>> Begin INPUT

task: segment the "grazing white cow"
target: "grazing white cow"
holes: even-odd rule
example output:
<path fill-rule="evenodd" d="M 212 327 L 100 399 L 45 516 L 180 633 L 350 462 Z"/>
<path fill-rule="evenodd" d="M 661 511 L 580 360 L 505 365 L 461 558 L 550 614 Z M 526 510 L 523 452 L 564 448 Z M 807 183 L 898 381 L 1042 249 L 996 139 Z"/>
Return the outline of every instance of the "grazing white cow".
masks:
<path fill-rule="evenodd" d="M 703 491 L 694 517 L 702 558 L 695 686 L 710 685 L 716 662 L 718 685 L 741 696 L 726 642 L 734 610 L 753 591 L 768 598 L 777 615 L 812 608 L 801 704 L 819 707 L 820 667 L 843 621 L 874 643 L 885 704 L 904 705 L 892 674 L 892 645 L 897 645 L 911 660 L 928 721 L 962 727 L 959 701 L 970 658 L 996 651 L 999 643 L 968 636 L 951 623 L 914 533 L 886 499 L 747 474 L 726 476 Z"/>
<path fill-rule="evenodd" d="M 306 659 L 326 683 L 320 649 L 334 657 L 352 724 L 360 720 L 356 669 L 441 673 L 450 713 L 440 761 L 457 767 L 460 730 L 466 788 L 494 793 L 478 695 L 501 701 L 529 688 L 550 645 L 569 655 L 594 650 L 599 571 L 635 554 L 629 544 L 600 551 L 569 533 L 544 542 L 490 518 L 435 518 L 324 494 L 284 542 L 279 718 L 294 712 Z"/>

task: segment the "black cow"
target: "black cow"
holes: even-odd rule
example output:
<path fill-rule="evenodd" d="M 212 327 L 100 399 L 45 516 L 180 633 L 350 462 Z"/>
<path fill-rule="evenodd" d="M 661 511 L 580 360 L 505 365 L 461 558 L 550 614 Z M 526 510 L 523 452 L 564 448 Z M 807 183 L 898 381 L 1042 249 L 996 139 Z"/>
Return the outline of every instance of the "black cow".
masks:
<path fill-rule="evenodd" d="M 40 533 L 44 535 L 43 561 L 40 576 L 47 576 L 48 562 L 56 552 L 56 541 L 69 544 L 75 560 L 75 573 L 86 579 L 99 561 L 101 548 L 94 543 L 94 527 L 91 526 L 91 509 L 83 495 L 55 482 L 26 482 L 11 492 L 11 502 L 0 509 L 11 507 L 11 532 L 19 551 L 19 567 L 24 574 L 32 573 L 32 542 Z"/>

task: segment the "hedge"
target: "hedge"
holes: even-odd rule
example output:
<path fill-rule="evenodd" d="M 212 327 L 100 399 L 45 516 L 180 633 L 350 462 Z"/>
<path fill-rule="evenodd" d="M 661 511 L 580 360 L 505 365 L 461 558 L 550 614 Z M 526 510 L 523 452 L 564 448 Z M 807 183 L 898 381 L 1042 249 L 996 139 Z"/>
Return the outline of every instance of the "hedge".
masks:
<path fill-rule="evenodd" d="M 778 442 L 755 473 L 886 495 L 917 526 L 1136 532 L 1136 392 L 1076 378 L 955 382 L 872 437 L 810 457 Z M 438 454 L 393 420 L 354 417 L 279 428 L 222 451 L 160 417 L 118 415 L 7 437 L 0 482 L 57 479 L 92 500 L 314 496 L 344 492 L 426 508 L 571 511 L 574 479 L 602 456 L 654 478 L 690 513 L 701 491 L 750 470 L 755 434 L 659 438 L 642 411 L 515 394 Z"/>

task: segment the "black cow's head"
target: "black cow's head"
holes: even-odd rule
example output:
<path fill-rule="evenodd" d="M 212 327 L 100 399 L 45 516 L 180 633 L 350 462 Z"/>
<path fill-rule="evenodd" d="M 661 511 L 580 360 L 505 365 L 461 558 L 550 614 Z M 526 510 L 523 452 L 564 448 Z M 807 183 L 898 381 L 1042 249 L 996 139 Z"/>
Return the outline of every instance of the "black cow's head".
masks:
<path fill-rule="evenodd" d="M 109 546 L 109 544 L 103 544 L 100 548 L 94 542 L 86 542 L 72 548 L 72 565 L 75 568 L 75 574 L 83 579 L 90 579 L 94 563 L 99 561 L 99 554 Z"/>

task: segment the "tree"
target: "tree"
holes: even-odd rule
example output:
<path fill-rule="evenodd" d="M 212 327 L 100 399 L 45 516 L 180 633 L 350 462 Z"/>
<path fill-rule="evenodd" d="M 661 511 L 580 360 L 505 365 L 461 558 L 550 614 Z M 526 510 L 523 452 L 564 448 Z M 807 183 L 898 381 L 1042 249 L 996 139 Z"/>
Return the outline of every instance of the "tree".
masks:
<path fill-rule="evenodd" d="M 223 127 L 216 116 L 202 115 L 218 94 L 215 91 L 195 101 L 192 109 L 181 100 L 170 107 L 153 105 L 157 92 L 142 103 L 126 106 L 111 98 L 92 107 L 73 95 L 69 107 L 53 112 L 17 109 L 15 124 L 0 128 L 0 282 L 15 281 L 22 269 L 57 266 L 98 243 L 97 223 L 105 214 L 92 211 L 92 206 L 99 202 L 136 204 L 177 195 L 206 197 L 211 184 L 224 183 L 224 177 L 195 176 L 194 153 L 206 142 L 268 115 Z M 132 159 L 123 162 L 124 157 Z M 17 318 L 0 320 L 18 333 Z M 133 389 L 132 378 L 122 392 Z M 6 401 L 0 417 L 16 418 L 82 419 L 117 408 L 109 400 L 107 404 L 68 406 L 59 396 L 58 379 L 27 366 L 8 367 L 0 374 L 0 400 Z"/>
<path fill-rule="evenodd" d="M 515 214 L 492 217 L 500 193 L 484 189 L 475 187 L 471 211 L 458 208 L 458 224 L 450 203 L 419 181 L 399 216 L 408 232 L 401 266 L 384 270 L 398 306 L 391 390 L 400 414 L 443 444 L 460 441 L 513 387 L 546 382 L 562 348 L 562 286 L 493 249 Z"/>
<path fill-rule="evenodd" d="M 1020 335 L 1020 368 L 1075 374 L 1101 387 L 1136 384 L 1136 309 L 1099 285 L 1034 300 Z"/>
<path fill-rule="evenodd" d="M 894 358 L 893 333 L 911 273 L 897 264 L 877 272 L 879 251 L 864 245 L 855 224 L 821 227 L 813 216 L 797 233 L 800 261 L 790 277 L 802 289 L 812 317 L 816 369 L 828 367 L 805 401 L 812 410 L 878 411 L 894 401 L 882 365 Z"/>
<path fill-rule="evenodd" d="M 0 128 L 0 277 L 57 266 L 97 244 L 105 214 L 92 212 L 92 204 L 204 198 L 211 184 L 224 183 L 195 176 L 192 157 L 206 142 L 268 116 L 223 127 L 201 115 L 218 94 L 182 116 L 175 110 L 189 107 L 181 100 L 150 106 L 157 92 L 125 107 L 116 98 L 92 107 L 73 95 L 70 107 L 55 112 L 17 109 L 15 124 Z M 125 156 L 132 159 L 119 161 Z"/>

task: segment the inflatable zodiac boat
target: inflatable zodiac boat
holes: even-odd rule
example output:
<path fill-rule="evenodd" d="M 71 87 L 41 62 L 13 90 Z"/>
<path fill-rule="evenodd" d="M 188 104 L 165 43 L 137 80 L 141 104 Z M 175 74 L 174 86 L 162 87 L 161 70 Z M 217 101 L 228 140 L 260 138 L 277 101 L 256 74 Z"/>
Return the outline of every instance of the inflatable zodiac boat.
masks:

>> End INPUT

TASK TO CARRY OUT: Copy down the whole of the data above, matching it exactly.

RESULT FOR THIS EXERCISE:
task: segment the "grazing white cow"
target: "grazing white cow"
holes: even-odd rule
example output:
<path fill-rule="evenodd" d="M 212 327 L 100 399 L 45 516 L 180 633 L 350 462 Z"/>
<path fill-rule="evenodd" d="M 661 511 L 580 360 L 505 365 L 461 558 L 550 614 Z M 526 510 L 523 452 L 564 448 Z M 807 183 L 898 381 L 1042 249 L 996 139 Z"/>
Return the outline of every instance of the "grazing white cow".
masks:
<path fill-rule="evenodd" d="M 703 491 L 694 517 L 702 558 L 695 686 L 710 685 L 716 662 L 718 685 L 741 696 L 726 642 L 734 610 L 753 591 L 768 598 L 777 615 L 812 608 L 801 704 L 819 707 L 820 667 L 843 621 L 874 643 L 885 704 L 904 705 L 892 674 L 892 645 L 897 645 L 911 660 L 928 721 L 962 727 L 959 701 L 970 658 L 996 651 L 999 643 L 968 636 L 951 623 L 914 533 L 886 499 L 747 474 L 726 476 Z"/>
<path fill-rule="evenodd" d="M 306 659 L 326 683 L 320 649 L 334 657 L 352 724 L 360 720 L 356 669 L 441 673 L 450 713 L 440 761 L 457 767 L 460 730 L 466 788 L 494 793 L 478 695 L 501 701 L 529 688 L 550 645 L 569 655 L 594 650 L 599 571 L 635 554 L 629 544 L 600 551 L 569 533 L 544 542 L 490 518 L 435 518 L 324 494 L 284 542 L 279 718 L 294 712 Z"/>

task: segment the "black cow"
target: "black cow"
holes: even-odd rule
example output:
<path fill-rule="evenodd" d="M 212 327 L 100 399 L 45 516 L 180 633 L 350 462 Z"/>
<path fill-rule="evenodd" d="M 661 511 L 580 360 L 505 365 L 461 558 L 550 614 Z M 526 510 L 523 452 L 564 448 Z M 807 183 L 898 381 L 1042 249 L 996 139 Z"/>
Return the outline of every instance of the "black cow".
masks:
<path fill-rule="evenodd" d="M 40 533 L 44 535 L 43 561 L 40 576 L 47 576 L 48 562 L 56 552 L 56 541 L 69 544 L 75 560 L 75 573 L 86 579 L 99 561 L 101 548 L 94 543 L 94 527 L 91 526 L 91 509 L 83 495 L 55 482 L 26 482 L 11 492 L 11 502 L 0 509 L 11 507 L 11 532 L 19 551 L 19 567 L 24 574 L 32 573 L 32 542 Z"/>

task: segment the "hedge"
target: "hedge"
holes: even-odd rule
example output:
<path fill-rule="evenodd" d="M 212 327 L 100 399 L 45 516 L 180 633 L 350 462 Z"/>
<path fill-rule="evenodd" d="M 661 511 L 580 360 L 505 365 L 461 558 L 550 614 Z M 526 510 L 523 452 L 564 448 Z M 807 183 L 898 381 L 1042 249 L 996 139 Z"/>
Return the outline of every instance of the "hedge".
masks:
<path fill-rule="evenodd" d="M 778 442 L 755 473 L 886 495 L 917 526 L 1136 532 L 1136 392 L 1076 378 L 955 382 L 872 437 L 810 457 Z M 438 454 L 393 420 L 354 417 L 279 428 L 222 451 L 160 417 L 118 415 L 7 437 L 0 482 L 57 479 L 92 500 L 314 496 L 344 492 L 426 508 L 571 511 L 574 479 L 602 456 L 654 478 L 690 513 L 701 491 L 750 470 L 755 434 L 659 438 L 642 411 L 515 394 Z"/>

task: segment the "black cow's head"
target: "black cow's head"
holes: even-odd rule
example output:
<path fill-rule="evenodd" d="M 212 327 L 100 399 L 45 516 L 180 633 L 350 462 Z"/>
<path fill-rule="evenodd" d="M 661 511 L 580 360 L 505 365 L 461 558 L 550 614 Z M 526 510 L 523 452 L 564 448 Z M 807 183 L 898 381 L 1042 249 L 996 139 Z"/>
Return the outline of every instance of the "black cow's head".
masks:
<path fill-rule="evenodd" d="M 109 546 L 109 544 L 103 544 L 100 548 L 94 542 L 86 542 L 72 548 L 72 565 L 75 568 L 75 574 L 83 579 L 90 579 L 94 563 L 99 561 L 99 554 Z"/>

task: segment the "tree"
target: "tree"
holes: even-odd rule
example output:
<path fill-rule="evenodd" d="M 212 327 L 100 399 L 45 516 L 180 633 L 350 462 Z"/>
<path fill-rule="evenodd" d="M 661 511 L 580 360 L 505 365 L 461 558 L 550 614 Z M 526 510 L 523 452 L 564 448 Z M 807 183 L 898 381 L 1042 249 L 996 139 Z"/>
Return the outline of every instance of the "tree".
masks:
<path fill-rule="evenodd" d="M 223 127 L 216 116 L 202 115 L 218 94 L 215 91 L 195 101 L 192 109 L 181 100 L 170 107 L 153 105 L 157 92 L 142 103 L 126 106 L 111 98 L 92 107 L 73 95 L 69 107 L 53 112 L 17 109 L 15 124 L 0 128 L 0 282 L 15 281 L 22 269 L 57 266 L 98 243 L 97 223 L 105 214 L 92 211 L 92 206 L 99 202 L 136 204 L 177 195 L 206 197 L 211 184 L 224 183 L 224 177 L 195 176 L 194 153 L 206 142 L 268 115 Z M 132 159 L 123 162 L 124 157 Z M 17 318 L 0 320 L 18 333 Z M 133 389 L 132 378 L 122 392 Z M 6 401 L 0 417 L 16 418 L 82 419 L 117 408 L 109 400 L 107 404 L 68 406 L 59 396 L 58 379 L 27 366 L 8 367 L 0 374 L 0 400 Z"/>
<path fill-rule="evenodd" d="M 515 214 L 492 217 L 500 193 L 484 189 L 475 187 L 471 211 L 458 208 L 458 224 L 450 203 L 419 181 L 399 216 L 408 232 L 401 266 L 384 270 L 398 306 L 391 390 L 400 414 L 443 444 L 460 441 L 513 387 L 546 382 L 562 348 L 562 286 L 493 249 Z"/>
<path fill-rule="evenodd" d="M 1020 335 L 1020 368 L 1075 374 L 1101 387 L 1136 384 L 1136 309 L 1099 285 L 1034 300 Z"/>
<path fill-rule="evenodd" d="M 894 358 L 893 333 L 911 273 L 897 264 L 877 272 L 879 251 L 864 245 L 855 224 L 821 227 L 813 216 L 797 233 L 800 261 L 790 277 L 802 289 L 812 317 L 816 369 L 828 367 L 805 401 L 812 410 L 878 411 L 894 401 L 882 365 Z"/>
<path fill-rule="evenodd" d="M 0 128 L 0 277 L 57 266 L 97 244 L 105 214 L 92 212 L 92 204 L 204 198 L 211 184 L 224 183 L 195 176 L 192 157 L 206 142 L 268 116 L 223 127 L 201 115 L 218 94 L 182 116 L 175 110 L 189 107 L 181 100 L 150 106 L 157 92 L 125 107 L 116 98 L 92 107 L 73 95 L 70 107 L 55 112 L 17 109 L 15 124 Z M 125 156 L 132 159 L 119 161 Z"/>

task: segment the inflatable zodiac boat
target: inflatable zodiac boat
holes: even-odd rule
example output:
<path fill-rule="evenodd" d="M 71 87 L 41 62 L 13 90 Z"/>
<path fill-rule="evenodd" d="M 188 104 L 165 43 L 137 80 L 141 104 Z M 175 74 L 174 86 L 162 87 L 161 70 Z M 217 101 L 228 140 L 260 138 L 277 101 L 256 74 Z"/>
Return the outline of every instance of the inflatable zodiac boat.
masks:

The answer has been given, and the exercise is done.